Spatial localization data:
──────────

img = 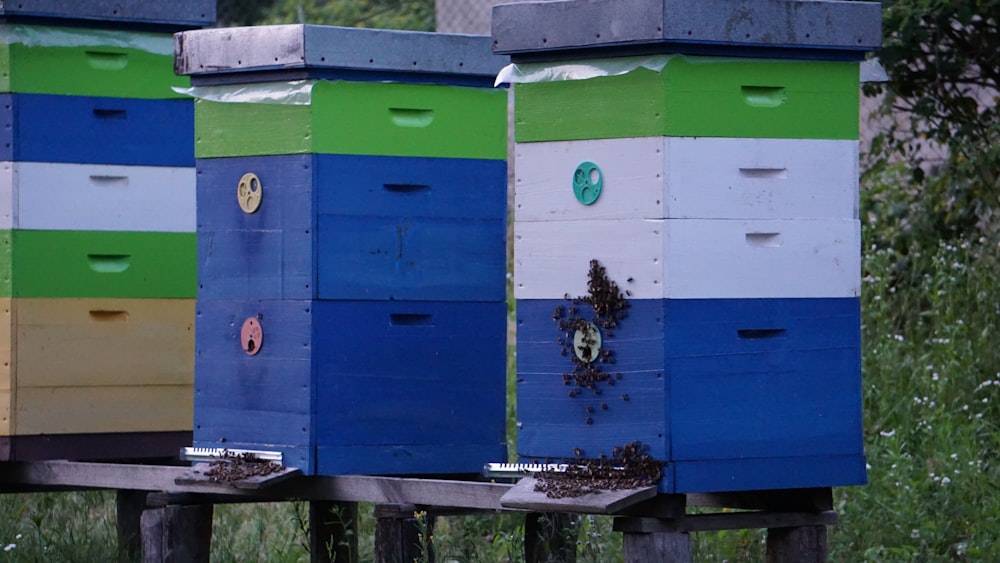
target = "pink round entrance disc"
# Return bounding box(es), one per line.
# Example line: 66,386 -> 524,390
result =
240,317 -> 263,356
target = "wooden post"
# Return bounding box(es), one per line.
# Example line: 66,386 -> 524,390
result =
310,500 -> 358,563
623,530 -> 692,563
140,504 -> 213,563
116,489 -> 146,562
373,503 -> 433,563
524,512 -> 578,563
766,525 -> 828,563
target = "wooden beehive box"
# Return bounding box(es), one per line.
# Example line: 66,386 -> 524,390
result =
495,0 -> 880,493
176,25 -> 510,475
0,0 -> 212,460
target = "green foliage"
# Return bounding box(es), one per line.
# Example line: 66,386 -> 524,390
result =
260,0 -> 434,30
865,0 -> 1000,242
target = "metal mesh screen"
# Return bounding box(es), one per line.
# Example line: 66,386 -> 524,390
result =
434,0 -> 506,34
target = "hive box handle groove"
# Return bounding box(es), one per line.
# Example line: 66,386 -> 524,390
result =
87,254 -> 131,273
745,232 -> 782,247
93,108 -> 127,119
390,313 -> 433,326
89,175 -> 129,187
384,183 -> 430,193
89,310 -> 128,322
85,50 -> 129,71
737,328 -> 787,339
388,108 -> 434,128
738,167 -> 788,179
741,86 -> 787,108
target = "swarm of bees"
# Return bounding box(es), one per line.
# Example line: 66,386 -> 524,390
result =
533,441 -> 664,498
203,451 -> 284,483
552,259 -> 632,423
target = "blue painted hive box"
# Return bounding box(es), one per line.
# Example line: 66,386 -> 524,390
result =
176,25 -> 510,475
494,0 -> 880,493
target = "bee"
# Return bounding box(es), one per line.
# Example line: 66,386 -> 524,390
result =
622,393 -> 630,402
585,405 -> 594,413
560,348 -> 567,356
573,448 -> 584,457
584,417 -> 593,425
601,402 -> 608,410
625,290 -> 632,297
627,277 -> 634,283
615,372 -> 623,380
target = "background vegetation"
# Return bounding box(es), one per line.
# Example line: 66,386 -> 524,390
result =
2,0 -> 999,561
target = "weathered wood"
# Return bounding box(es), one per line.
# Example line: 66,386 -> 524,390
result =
374,503 -> 433,563
0,461 -> 513,509
140,504 -> 213,563
175,463 -> 301,489
501,477 -> 657,514
310,501 -> 358,563
766,525 -> 829,563
116,490 -> 147,562
623,530 -> 692,563
524,512 -> 577,563
613,511 -> 837,533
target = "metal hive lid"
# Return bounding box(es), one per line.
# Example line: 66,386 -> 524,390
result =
175,24 -> 509,85
491,0 -> 882,61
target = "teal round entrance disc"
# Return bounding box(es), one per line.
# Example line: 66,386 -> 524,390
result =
573,161 -> 603,205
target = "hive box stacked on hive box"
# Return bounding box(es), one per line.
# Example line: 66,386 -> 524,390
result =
495,0 -> 881,493
0,0 -> 214,461
176,25 -> 510,475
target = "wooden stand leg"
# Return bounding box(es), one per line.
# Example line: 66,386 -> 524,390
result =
623,530 -> 692,563
310,500 -> 358,563
766,525 -> 828,563
524,512 -> 578,563
116,490 -> 147,562
373,503 -> 434,563
140,504 -> 213,563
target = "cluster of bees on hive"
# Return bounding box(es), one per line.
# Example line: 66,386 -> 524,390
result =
551,259 -> 632,424
535,260 -> 664,498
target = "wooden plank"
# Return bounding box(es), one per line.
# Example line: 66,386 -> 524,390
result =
141,504 -> 213,563
613,511 -> 837,533
15,298 -> 194,388
514,57 -> 859,143
5,94 -> 194,166
373,503 -> 429,563
13,163 -> 195,232
513,218 -> 861,300
174,463 -> 301,489
514,138 -> 859,222
7,230 -> 197,298
623,531 -> 692,563
15,384 -> 192,435
500,477 -> 657,514
766,525 -> 828,563
195,80 -> 506,160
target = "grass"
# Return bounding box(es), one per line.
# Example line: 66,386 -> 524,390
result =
3,179 -> 1000,561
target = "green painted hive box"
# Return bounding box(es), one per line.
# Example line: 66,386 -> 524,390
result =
0,230 -> 196,298
513,55 -> 860,143
193,79 -> 507,160
0,24 -> 188,98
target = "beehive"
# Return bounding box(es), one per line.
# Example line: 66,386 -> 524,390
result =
0,0 -> 213,460
176,25 -> 510,475
495,0 -> 881,493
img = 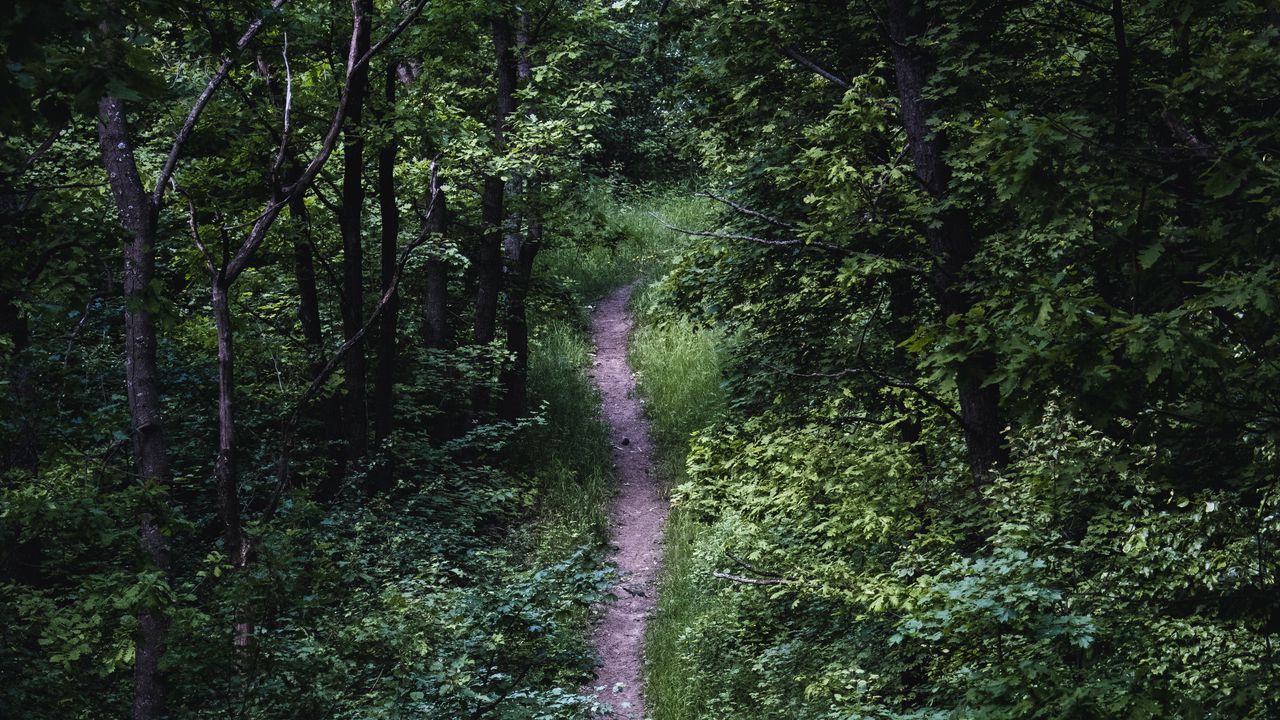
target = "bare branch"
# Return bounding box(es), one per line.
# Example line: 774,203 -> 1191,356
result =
9,123 -> 66,180
859,360 -> 967,427
713,571 -> 791,586
269,32 -> 294,182
698,190 -> 796,229
180,190 -> 217,276
649,213 -> 849,254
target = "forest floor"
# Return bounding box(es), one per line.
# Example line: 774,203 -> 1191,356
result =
586,283 -> 668,718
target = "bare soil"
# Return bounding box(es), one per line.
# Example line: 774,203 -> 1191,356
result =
586,283 -> 668,719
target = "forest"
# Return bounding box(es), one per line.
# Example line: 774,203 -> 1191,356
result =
1,0 -> 1278,718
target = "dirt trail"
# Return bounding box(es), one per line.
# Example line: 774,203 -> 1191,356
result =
587,283 -> 667,719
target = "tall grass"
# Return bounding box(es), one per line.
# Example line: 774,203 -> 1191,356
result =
627,285 -> 727,720
627,286 -> 726,488
518,320 -> 614,559
536,185 -> 712,303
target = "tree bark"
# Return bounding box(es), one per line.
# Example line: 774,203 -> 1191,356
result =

──────────

## Exercise description
Looking at the entries, work out how many lines include the word "green" and give the number by itself.

## Solution for this problem
2